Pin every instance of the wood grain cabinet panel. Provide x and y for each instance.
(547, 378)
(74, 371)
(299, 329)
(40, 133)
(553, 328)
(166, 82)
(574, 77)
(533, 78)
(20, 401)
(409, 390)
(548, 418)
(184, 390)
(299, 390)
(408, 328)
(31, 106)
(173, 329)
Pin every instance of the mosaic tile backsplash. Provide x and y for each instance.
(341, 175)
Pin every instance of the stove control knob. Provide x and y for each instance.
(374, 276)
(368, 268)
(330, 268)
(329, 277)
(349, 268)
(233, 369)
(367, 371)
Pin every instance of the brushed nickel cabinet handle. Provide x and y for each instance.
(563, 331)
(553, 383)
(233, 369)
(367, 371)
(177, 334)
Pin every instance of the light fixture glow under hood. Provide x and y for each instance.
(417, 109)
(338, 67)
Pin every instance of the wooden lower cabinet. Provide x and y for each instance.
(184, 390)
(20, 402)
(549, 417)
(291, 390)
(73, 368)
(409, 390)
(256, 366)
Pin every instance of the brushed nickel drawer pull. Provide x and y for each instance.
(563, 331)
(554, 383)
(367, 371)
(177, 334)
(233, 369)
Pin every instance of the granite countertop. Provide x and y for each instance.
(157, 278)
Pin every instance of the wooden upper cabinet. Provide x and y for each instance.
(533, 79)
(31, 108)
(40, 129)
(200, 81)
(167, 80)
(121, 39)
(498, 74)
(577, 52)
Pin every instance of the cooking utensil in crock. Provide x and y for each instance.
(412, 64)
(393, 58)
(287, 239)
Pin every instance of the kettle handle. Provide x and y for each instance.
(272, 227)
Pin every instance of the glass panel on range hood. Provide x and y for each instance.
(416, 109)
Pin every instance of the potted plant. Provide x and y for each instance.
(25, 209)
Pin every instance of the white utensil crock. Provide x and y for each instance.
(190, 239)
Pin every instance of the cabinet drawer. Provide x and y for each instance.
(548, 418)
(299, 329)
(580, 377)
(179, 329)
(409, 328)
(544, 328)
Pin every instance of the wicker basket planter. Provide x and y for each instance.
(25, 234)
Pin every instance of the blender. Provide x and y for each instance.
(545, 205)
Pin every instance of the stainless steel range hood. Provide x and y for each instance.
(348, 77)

## What you should do
Copy the material above back out, exactly as written.

## Correct result
Pin every instance of the wood grain cabinet panel. Provide x and y for each instance.
(547, 378)
(74, 371)
(299, 329)
(40, 133)
(553, 328)
(166, 82)
(574, 77)
(533, 78)
(20, 401)
(409, 390)
(548, 418)
(184, 390)
(299, 390)
(408, 328)
(31, 106)
(173, 329)
Pin every instance of the mosaic tile backsplash. Provide x and y for each instance.
(341, 175)
Pin every instance of the stove control knob. Provide x and y for each instance.
(374, 276)
(368, 268)
(330, 268)
(329, 277)
(349, 268)
(233, 369)
(367, 371)
Pin every instance of the brushed nickel cabinet handle. Provide x and y for each instance.
(563, 331)
(553, 383)
(233, 369)
(367, 371)
(177, 334)
Pin every instance of the light fixture glow under hood. Provide x and y for each instance.
(417, 109)
(338, 67)
Pin every instance of the wooden lower cabinet. Provide x and y for each instance.
(184, 390)
(20, 402)
(549, 417)
(291, 390)
(73, 368)
(409, 390)
(256, 366)
Pin every instance of the brushed nickel drawer pull. Provide x and y for each instance.
(563, 331)
(554, 383)
(367, 371)
(177, 334)
(233, 369)
Pin every instance of the granite countertop. Provide x and y for each instance.
(157, 278)
Pin every instance of the wooden upper cabinet. Provide x and y for each instance.
(533, 79)
(31, 108)
(40, 129)
(200, 81)
(167, 80)
(121, 39)
(498, 74)
(577, 52)
Pin every instance of the cooking utensil in crock. Provide x and y for each instance.
(412, 64)
(393, 58)
(287, 239)
Pin every instance of the kettle handle. Provide x and y for each instance.
(272, 227)
Pin every instance of the glass panel on range hood. Provide x and y for each instance.
(416, 109)
Pin every instance of the potted plant. Provide x and y for each instance.
(25, 209)
Pin every instance of the white utensil crock. Provide x and y for each instance.
(190, 239)
Pin every instance of the cabinet drawer. Provide x and y for each instance.
(548, 418)
(299, 329)
(580, 377)
(179, 329)
(409, 328)
(544, 328)
Pin every instance of the wicker basket planter. Provide x and y for each instance.
(25, 234)
Pin every instance of the blender. Provide x and y for each instance.
(545, 205)
Pin every instance of the stainless steel range hood. Provide x and y for each instance.
(348, 77)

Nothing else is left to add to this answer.